= Aim =
Write out the data below line for line, changing nothing.

====== Task input

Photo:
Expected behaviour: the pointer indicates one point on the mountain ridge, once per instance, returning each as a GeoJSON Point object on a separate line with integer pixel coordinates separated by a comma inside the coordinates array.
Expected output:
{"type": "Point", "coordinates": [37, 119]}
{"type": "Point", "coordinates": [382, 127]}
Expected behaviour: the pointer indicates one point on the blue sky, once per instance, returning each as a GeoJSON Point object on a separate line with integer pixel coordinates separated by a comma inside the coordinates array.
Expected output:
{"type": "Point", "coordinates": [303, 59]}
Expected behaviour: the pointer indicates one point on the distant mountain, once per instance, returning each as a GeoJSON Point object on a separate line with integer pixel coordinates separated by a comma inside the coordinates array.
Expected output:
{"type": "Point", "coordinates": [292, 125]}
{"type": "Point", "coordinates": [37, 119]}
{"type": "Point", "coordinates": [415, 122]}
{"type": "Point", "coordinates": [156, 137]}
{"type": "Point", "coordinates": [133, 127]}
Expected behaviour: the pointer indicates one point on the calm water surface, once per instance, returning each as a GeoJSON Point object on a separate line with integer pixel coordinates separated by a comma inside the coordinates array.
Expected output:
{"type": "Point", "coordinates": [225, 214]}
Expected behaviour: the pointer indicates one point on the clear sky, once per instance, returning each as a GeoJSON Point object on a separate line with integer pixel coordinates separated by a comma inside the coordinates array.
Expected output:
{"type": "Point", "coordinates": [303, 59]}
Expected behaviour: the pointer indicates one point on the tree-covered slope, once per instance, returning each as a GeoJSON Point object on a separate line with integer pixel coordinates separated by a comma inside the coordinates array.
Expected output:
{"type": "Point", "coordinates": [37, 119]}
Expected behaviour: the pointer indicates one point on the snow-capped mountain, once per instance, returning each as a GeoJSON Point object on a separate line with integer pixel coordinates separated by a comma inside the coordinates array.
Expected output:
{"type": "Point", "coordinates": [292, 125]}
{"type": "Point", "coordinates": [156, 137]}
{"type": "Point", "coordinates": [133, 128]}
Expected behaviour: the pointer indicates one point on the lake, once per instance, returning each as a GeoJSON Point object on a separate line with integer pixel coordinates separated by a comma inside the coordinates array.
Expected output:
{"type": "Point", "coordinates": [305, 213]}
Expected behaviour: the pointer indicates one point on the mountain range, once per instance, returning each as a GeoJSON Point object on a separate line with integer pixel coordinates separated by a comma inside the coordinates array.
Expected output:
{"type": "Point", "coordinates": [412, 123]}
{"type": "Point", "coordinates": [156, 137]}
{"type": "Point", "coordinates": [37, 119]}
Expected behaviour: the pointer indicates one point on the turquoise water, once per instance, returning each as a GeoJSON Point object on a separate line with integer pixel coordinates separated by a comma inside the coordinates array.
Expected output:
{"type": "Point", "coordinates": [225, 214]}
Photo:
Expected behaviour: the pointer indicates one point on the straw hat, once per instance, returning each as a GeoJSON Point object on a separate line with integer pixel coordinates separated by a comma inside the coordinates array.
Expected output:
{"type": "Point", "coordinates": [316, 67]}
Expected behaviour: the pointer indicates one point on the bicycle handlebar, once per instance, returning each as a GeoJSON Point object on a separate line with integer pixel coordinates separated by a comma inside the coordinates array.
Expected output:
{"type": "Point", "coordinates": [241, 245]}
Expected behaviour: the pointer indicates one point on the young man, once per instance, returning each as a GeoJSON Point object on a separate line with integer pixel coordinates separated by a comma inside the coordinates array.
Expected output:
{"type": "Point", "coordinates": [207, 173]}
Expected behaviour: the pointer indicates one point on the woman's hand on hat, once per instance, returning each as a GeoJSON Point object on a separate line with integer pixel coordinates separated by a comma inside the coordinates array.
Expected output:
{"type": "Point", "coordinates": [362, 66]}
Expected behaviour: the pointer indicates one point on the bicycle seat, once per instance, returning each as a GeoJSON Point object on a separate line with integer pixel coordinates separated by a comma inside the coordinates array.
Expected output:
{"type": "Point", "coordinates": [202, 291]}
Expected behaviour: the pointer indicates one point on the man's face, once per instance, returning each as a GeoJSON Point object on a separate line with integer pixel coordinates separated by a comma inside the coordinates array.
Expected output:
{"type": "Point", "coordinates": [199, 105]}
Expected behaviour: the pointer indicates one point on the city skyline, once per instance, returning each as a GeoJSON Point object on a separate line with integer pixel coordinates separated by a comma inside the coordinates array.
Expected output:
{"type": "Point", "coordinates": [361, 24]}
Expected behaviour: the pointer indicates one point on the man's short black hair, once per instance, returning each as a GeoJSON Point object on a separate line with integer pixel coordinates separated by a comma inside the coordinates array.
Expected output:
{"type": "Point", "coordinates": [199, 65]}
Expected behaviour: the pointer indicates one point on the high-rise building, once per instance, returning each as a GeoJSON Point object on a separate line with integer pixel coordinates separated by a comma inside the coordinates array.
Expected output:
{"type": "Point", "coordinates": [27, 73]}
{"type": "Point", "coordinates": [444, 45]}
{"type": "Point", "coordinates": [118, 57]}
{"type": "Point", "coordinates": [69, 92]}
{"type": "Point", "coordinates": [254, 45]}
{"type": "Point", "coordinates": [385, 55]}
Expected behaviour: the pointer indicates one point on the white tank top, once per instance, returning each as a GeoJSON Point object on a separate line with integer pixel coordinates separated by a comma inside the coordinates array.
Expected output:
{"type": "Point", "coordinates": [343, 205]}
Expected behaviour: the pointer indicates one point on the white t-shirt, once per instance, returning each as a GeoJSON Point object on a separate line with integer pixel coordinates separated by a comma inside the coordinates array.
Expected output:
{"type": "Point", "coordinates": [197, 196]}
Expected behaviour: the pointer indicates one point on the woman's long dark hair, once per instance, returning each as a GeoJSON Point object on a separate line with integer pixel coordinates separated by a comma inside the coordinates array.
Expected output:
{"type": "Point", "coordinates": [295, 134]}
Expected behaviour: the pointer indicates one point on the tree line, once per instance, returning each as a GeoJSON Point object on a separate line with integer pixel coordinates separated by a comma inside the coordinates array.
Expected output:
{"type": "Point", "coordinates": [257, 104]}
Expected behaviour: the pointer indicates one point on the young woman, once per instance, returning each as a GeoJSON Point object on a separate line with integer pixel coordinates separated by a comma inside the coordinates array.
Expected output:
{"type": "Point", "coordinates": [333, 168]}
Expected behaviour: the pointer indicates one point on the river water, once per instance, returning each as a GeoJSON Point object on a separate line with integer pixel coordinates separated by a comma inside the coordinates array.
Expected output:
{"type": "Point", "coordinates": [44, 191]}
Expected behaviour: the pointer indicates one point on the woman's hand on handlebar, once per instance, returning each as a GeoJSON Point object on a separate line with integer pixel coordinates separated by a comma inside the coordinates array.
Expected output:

============

= Solution below =
Photo:
Expected behaviour: the pointer indicates one point on the mountain ridge, once per instance, returning each as a GeoJSON Point object on a separate line with integer pixel coordinates separated by a comma inside the coordinates array.
Expected output:
{"type": "Point", "coordinates": [37, 119]}
{"type": "Point", "coordinates": [382, 127]}
Expected behaviour: the pointer indicates one point on the blue sky, once per instance, returning each as a GeoJSON Point object on a separate line with integer pixel coordinates separated by a comma inside the coordinates array.
Expected output:
{"type": "Point", "coordinates": [303, 59]}
Expected behaviour: the pointer indicates one point on the distant mountain, once per instance, returning each as a GeoJSON Point object on a separate line with integer pixel coordinates separated by a comma inside the coordinates array.
Expected output:
{"type": "Point", "coordinates": [292, 125]}
{"type": "Point", "coordinates": [37, 119]}
{"type": "Point", "coordinates": [415, 122]}
{"type": "Point", "coordinates": [156, 137]}
{"type": "Point", "coordinates": [133, 127]}
Expected behaviour: the pointer indicates one point on the calm water surface, once per instance, returning each as a GeoJSON Point object on a separate line with integer pixel coordinates separated by a comma inside the coordinates array.
Expected output:
{"type": "Point", "coordinates": [225, 214]}
Expected behaviour: the pointer indicates one point on the clear sky, once per instance, returning each as a GeoJSON Point object on a separate line with integer pixel coordinates separated by a comma inside the coordinates array.
Expected output:
{"type": "Point", "coordinates": [303, 59]}
Expected behaviour: the pointer indicates one point on the tree-covered slope, once per instance, returning each as a GeoJSON Point object on a separate line with integer pixel coordinates separated by a comma inside the coordinates array.
Expected output:
{"type": "Point", "coordinates": [37, 119]}
Expected behaviour: the pointer indicates one point on the snow-capped mountain, once per instance, returning each as a GeoJSON Point object on a separate line with integer pixel coordinates separated by a comma inside the coordinates array.
Expected output:
{"type": "Point", "coordinates": [292, 125]}
{"type": "Point", "coordinates": [156, 137]}
{"type": "Point", "coordinates": [133, 128]}
Expected behaviour: the pointer indicates one point on the lake, once per instance, returning each as a GeoJSON Point object on a separate line with integer pixel coordinates separated by a comma inside the coordinates array.
Expected output:
{"type": "Point", "coordinates": [305, 213]}
Expected behaviour: the pointer indicates one point on the mountain range, once per instance, returning each as a GeoJSON Point object on a separate line with integer pixel coordinates separated by a comma inside the coordinates array.
Expected output:
{"type": "Point", "coordinates": [412, 123]}
{"type": "Point", "coordinates": [156, 137]}
{"type": "Point", "coordinates": [37, 119]}
Expected behaviour: the pointer indicates one point on the turquoise water, once per instance, returning each as a GeoJSON Point object on a separate line with integer pixel coordinates separated by a comma inside the coordinates array.
Expected output:
{"type": "Point", "coordinates": [225, 214]}
Photo:
Expected behaviour: the pointer indicates one point on the straw hat, once per instance, returning each as a GeoJSON Point object on a separate line with integer pixel coordinates separated by a comma inside the coordinates array.
Expected output:
{"type": "Point", "coordinates": [316, 67]}
Expected behaviour: the pointer indicates one point on the bicycle handlebar, once per instance, returning each as a GeoJSON Point object on a separate line with integer pixel coordinates separated by a comma inside the coordinates array.
Expected output:
{"type": "Point", "coordinates": [241, 245]}
Expected behaviour: the pointer indicates one point on the young man, once per instance, returning each as a GeoJSON Point object on a separate line with integer pixel coordinates separated by a comma inside the coordinates array.
Expected output:
{"type": "Point", "coordinates": [207, 173]}
Expected behaviour: the pointer indicates one point on the woman's hand on hat, once per instance, returning each as a GeoJSON Point object on a separate line with integer pixel coordinates separated by a comma inside the coordinates array.
Expected output:
{"type": "Point", "coordinates": [362, 66]}
Expected behaviour: the pointer indicates one point on the bicycle seat, once per instance, returning each as a GeoJSON Point object on a separate line with integer pixel coordinates separated by a comma inside the coordinates array.
Expected output:
{"type": "Point", "coordinates": [202, 291]}
Expected behaviour: the pointer indicates one point on the man's face, once per instance, returning each as a GeoJSON Point object on a separate line with integer pixel coordinates separated by a comma inside the coordinates array.
Expected output:
{"type": "Point", "coordinates": [199, 105]}
Expected behaviour: the pointer indicates one point on the city skyline, once per instance, returning each as a GeoJSON Point object on a separate line with integer pixel coordinates separated by a comma inside the coordinates array.
Expected output:
{"type": "Point", "coordinates": [361, 24]}
Expected behaviour: the pointer indicates one point on the man's short black hair, once per instance, returning each as a GeoJSON Point object on a separate line with integer pixel coordinates separated by a comma inside the coordinates array.
Expected output:
{"type": "Point", "coordinates": [199, 65]}
Expected behaviour: the pointer indicates one point on the high-rise building, once per instance, returning each as a GeoJSON Point object on a separate line with integer pixel coordinates separated by a comma inside the coordinates array.
Expected output:
{"type": "Point", "coordinates": [27, 73]}
{"type": "Point", "coordinates": [444, 45]}
{"type": "Point", "coordinates": [118, 57]}
{"type": "Point", "coordinates": [69, 92]}
{"type": "Point", "coordinates": [254, 45]}
{"type": "Point", "coordinates": [385, 55]}
Expected behaviour: the pointer indicates one point on the white tank top, once per instance, returning each as a GeoJSON Point object on a separate line with integer pixel coordinates separated by a comma inside the coordinates array.
Expected output:
{"type": "Point", "coordinates": [343, 205]}
Expected behaviour: the pointer indicates one point on the white t-shirt, once per instance, returning each as a GeoJSON Point object on a separate line with integer pixel coordinates separated by a comma inside the coordinates array.
Expected output:
{"type": "Point", "coordinates": [197, 196]}
Expected behaviour: the pointer indicates one point on the woman's long dark hair, once per instance, returning each as a GeoJSON Point object on a separate line with integer pixel coordinates separated by a comma inside the coordinates array.
Expected output:
{"type": "Point", "coordinates": [295, 134]}
Expected behaviour: the pointer indicates one point on the tree line, once per instance, returning each as a GeoJSON Point object on a separate line with integer pixel coordinates separated by a comma inside the coordinates array.
Expected output:
{"type": "Point", "coordinates": [257, 104]}
Expected behaviour: the pointer indicates one point on the young woman, once per instance, returning each as a GeoJSON Point object on a separate line with integer pixel coordinates separated by a comma inside the coordinates array.
Expected output:
{"type": "Point", "coordinates": [333, 168]}
Expected behaviour: the pointer indicates one point on the river water, once per instance, returning each as a GeoJSON Point object on a separate line with integer pixel coordinates separated by a comma inside the coordinates array.
Expected output:
{"type": "Point", "coordinates": [44, 191]}
Expected behaviour: the pointer indicates one point on the woman's hand on handlebar, once per instance, returning each as a GeoJSON Point object on a separate line with integer pixel coordinates separated by a comma inside the coordinates array.
Expected output:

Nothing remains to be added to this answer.